* **Task to complete**: Would you give the entries again word for word, with no pictures in the copy?

---------- Data under study

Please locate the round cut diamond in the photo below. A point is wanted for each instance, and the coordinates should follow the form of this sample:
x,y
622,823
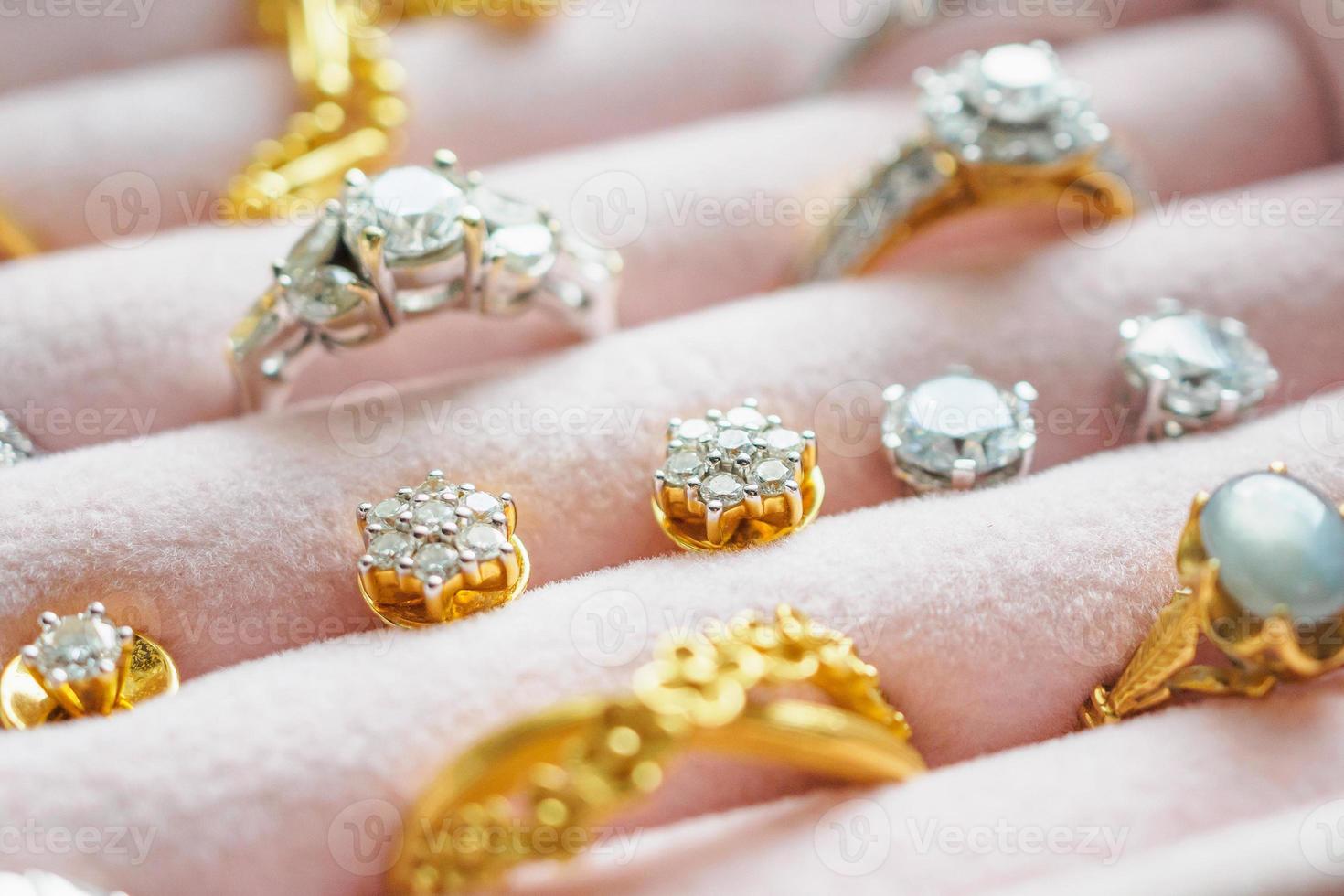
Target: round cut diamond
x,y
781,441
746,418
734,441
388,511
434,515
695,430
517,232
1011,103
325,293
1280,547
481,539
957,418
418,209
725,488
436,488
436,559
1200,359
771,475
483,506
1017,83
77,646
683,466
386,547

--------------------

* **Exercise output**:
Please locate the round cut diamond in the photo below. A point is wanted for each instance, and the coordinates should follow the form of this sample:
x,y
622,823
Target: round cut diamond
x,y
781,441
746,418
734,441
388,511
434,515
695,430
517,232
1011,103
325,293
1280,547
481,539
957,418
418,209
725,488
436,488
436,559
1200,359
771,475
483,506
1017,83
77,646
683,466
386,547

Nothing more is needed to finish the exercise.